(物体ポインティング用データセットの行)
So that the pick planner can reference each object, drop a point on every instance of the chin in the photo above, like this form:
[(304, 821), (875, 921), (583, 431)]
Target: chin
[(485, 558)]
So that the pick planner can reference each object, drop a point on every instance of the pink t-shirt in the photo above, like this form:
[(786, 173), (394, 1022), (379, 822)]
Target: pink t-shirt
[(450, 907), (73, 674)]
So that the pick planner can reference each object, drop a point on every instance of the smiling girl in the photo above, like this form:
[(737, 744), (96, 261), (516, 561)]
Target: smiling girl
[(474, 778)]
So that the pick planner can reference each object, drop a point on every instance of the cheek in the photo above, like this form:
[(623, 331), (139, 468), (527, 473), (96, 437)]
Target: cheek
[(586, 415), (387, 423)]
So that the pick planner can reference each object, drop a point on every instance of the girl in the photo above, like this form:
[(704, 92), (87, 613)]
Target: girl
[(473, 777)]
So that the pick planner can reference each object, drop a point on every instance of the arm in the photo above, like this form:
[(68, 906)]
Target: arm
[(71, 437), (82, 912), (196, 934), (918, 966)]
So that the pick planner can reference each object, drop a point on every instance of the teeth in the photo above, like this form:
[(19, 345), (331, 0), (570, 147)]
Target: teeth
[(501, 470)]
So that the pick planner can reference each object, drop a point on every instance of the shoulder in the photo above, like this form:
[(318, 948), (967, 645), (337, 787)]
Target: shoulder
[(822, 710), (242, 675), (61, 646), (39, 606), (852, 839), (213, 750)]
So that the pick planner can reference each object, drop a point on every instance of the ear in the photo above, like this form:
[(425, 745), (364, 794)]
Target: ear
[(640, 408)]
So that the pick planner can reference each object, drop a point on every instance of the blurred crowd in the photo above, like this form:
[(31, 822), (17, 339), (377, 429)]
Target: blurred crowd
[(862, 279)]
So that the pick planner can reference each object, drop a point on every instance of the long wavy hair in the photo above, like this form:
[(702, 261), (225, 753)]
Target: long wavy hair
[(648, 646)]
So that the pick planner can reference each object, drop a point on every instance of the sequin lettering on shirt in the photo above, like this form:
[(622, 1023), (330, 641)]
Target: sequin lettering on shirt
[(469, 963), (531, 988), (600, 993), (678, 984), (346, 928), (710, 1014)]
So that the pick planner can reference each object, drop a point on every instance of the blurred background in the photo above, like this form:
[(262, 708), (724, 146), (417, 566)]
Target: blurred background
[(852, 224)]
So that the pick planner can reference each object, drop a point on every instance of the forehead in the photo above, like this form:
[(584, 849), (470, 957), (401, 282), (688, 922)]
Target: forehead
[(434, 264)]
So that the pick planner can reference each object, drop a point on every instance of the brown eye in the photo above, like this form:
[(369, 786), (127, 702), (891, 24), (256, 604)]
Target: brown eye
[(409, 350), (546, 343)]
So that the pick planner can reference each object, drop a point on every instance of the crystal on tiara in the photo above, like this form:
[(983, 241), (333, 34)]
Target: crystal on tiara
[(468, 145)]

### 課題の指示
上の項目の冒頭から「[(648, 646)]」を含む行までを、両端の行も含めて一字一句変えずに書き写してください。

### 完成した解答
So that the pick planner can reference each object, drop a point on every instance of the chin in the photo above, like this form:
[(304, 821), (875, 921), (583, 431)]
Target: chin
[(485, 558)]
So that the pick planner can reference each object, drop a point on every instance of the pink t-shirt in the photo above, like this form:
[(786, 173), (394, 1022), (379, 822)]
Target: pink t-shirt
[(450, 907), (73, 674)]
So that the pick planner can reference each object, drop a point on every instance of the smiling girl in the photo above, like this form:
[(737, 744), (96, 261), (516, 561)]
Target: smiling girl
[(474, 778)]
So that the pick planner can reference each object, drop a point on every instance of the cheek in the photo above, like this form:
[(623, 331), (139, 468), (527, 473), (96, 437)]
Target: cheek
[(586, 415), (387, 423)]
So that the pick planner can reference each object, drop a point on every instance of the girl in the photo above, like this form:
[(704, 92), (87, 613)]
Target: girl
[(473, 777)]
So that the pick planner can reference each object, drop a point on every instance of the arm in the photo above, like this form:
[(68, 906)]
Target: arm
[(71, 437), (82, 912), (196, 934), (918, 966)]
So that the pick planner can reference each object, drop a point on every instance of the teeth in the photo above, like this form:
[(19, 345), (331, 0), (570, 147)]
Target: teeth
[(501, 470)]
So that the pick planner can reference each object, drop a point on every instance of the shoulder in the photo above, like this form:
[(318, 948), (967, 645), (337, 787)]
Target: shoulder
[(822, 710), (242, 675), (61, 646), (39, 606), (852, 839), (213, 750)]
So that the pick planner can reference each object, drop a point on every instance of the ear in the photo above, like this form:
[(425, 745), (364, 794)]
Target: ear
[(640, 408)]
So that the pick planner can reference each object, drop a point on every instance of the blurred crowd in the photo above, like this form:
[(31, 822), (17, 339), (377, 429)]
Target: blurred crowd
[(862, 279)]
So that the pick planner can reference each object, drop a point on every instance of the long wavy hair in the photo above, like this form:
[(702, 261), (225, 753)]
Target: long wavy hair
[(648, 646)]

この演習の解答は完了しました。